• **WRITTEN REQUEST A**
According to the dataset reproduction use case, what does DAP stand for?
• **WRITTEN REQUEST B**
In the dataset reproduction use case, rewrite the paragraph starting "Sometimes the input files themselves" as one shorter sentence that keeps its main facts.

• **DOCUMENT SEGMENT**
####################
Preservation Use Case Reproducing a dataset

From Earth Science Information Partners (ESIP)

Reproducing a dataset[edit | edit source]

Summary[edit | edit source]

An instrument PI has developed an instrument to capture FOO data and has created a dataset based on that data (see Use Case XXX). It has been validated (see UC XXX) and published through an archive (UC XXX). The researcher may or may not be able to download the original data content/binary/source/etc. (see subcases), but wants to re-create the original dataset prior to doing something else with it (comparing with his own? verifying published science paper? preparing to introduce changes into the software? supporting IPCC AR16? Disaster recovery?)

Sometimes the input files themselves are not available, so this use case can be exercised recursively. For example, one can reproduce level-3 data from level-2, or one might want to instead go back to level-1b or level-0, stepwise making each input dataset.

Subcases[edit | edit source]

  • Data availability
    • the data content is available
    • the data content is not available
  • Software availability
    • Source code available
    • Source code not available, design documents available
    • Binary available and capable of running on an accessible platform

Actors[edit | edit source]

  • Researcher
  • Archive

Sequence of Events[edit | edit source]

  1. Obtain dataset provenance information
    1. List of input files
    2. Runtime parameters
  2. Obtain needed inputs
    1. Data files
    2. DAP (Delivered Algorithm Package)
  3. Obtain binary capable of producing dataset
    1. Available
    2. Not available
      1. Source code available
        1. Need to know how to build it: environment, compilers, compiler options, libraries
        2. Compile source code
        3. Prove you did it right.
          1. Re-run Unit test case (e.g. MODIS golden month)
      2. Source not available
        1. Reproduce from design documents or ATBD
          1. goto <Source code available>
  4. Obtain framework for running the code and making the dataset
    1. Available?
    2. Collaboratory?
    3. Port code into your own framework?
  5. Run the code to produce the dataset

PCCS Artifacts:[edit | edit source]

  1. Provenance description of how dataset was made
    1. List of input data files
      1. Level-? data
      2. Ancillary data
    2. List of runtime parameters
  2. Input data files
  3. Execution environment description
    1. OS version
    2. Hardware description
    3. System library versions
  4. DAP
    1. Executables
    2. Source Code
    3. Build environment description
      1. OS version
      2. Compiler version
      3. Library versions
      4. Unit test data
  5. Algorithm design documents / ATBD
####################
• **MATERIAL PROVIDED**
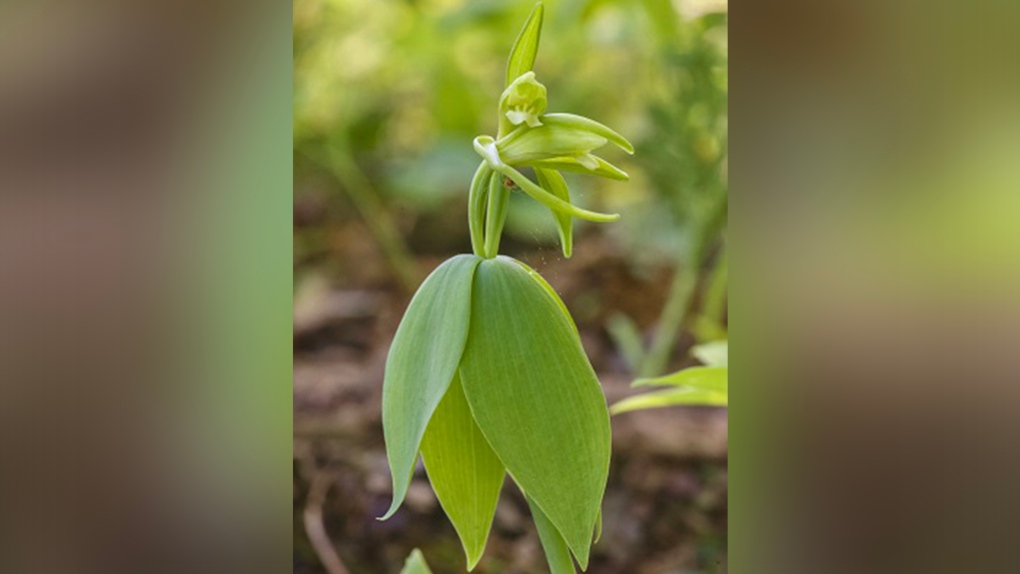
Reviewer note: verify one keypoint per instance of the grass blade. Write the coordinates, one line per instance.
(704, 378)
(671, 398)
####################
• **RESPONSE A**
Delivered Algorithm Package

• **RESPONSE B**
When input files are unavailable, the use case can be applied recursively, such as reproducing level-3 data from level-2 or going back stepwise to level-1b or level-0 to rebuild each input dataset.